Please copy every line of the data below without any changes, leaving out the pictures.

(Stored items)
## BEGIN
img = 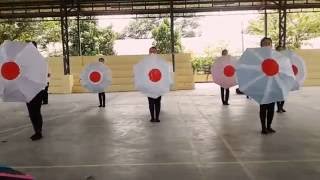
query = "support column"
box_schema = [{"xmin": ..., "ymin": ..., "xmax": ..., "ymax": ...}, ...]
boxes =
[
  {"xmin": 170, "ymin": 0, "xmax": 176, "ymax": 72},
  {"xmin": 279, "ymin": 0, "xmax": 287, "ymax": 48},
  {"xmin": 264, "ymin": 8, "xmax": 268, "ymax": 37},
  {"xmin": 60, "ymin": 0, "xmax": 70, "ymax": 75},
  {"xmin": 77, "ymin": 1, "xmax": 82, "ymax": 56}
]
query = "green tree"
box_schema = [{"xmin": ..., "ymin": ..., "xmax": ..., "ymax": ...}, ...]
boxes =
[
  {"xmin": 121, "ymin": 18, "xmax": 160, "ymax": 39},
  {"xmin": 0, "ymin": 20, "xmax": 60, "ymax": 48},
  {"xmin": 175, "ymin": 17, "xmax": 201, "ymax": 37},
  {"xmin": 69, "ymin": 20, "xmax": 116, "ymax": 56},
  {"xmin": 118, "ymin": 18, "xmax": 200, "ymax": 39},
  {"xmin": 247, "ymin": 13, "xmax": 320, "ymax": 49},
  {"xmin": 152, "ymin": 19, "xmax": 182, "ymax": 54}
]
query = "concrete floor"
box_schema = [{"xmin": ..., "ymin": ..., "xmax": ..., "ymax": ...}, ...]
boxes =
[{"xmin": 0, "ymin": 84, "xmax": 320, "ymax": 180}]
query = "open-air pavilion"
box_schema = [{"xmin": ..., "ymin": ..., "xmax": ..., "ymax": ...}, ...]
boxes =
## END
> Answer for this exercise:
img = 
query = "support column"
box_schema = [{"xmin": ..., "ymin": ..., "xmax": ..., "ymax": ...}, ...]
boxes =
[
  {"xmin": 170, "ymin": 0, "xmax": 176, "ymax": 72},
  {"xmin": 279, "ymin": 0, "xmax": 287, "ymax": 48},
  {"xmin": 264, "ymin": 8, "xmax": 268, "ymax": 37},
  {"xmin": 60, "ymin": 0, "xmax": 70, "ymax": 75},
  {"xmin": 77, "ymin": 1, "xmax": 82, "ymax": 56}
]
query = "green tree"
box_schema = [{"xmin": ..., "ymin": ..., "xmax": ..., "ymax": ...}, ...]
boxes =
[
  {"xmin": 121, "ymin": 18, "xmax": 160, "ymax": 39},
  {"xmin": 0, "ymin": 20, "xmax": 60, "ymax": 48},
  {"xmin": 175, "ymin": 17, "xmax": 201, "ymax": 37},
  {"xmin": 69, "ymin": 20, "xmax": 116, "ymax": 56},
  {"xmin": 118, "ymin": 18, "xmax": 200, "ymax": 39},
  {"xmin": 247, "ymin": 13, "xmax": 320, "ymax": 49},
  {"xmin": 152, "ymin": 19, "xmax": 182, "ymax": 54}
]
query = "concrete floor"
box_schema = [{"xmin": ..., "ymin": ..., "xmax": ..., "ymax": ...}, ...]
boxes =
[{"xmin": 0, "ymin": 84, "xmax": 320, "ymax": 180}]
query = "open-air pavilion"
box_schema = [{"xmin": ..., "ymin": ..., "xmax": ..., "ymax": ...}, ...]
boxes =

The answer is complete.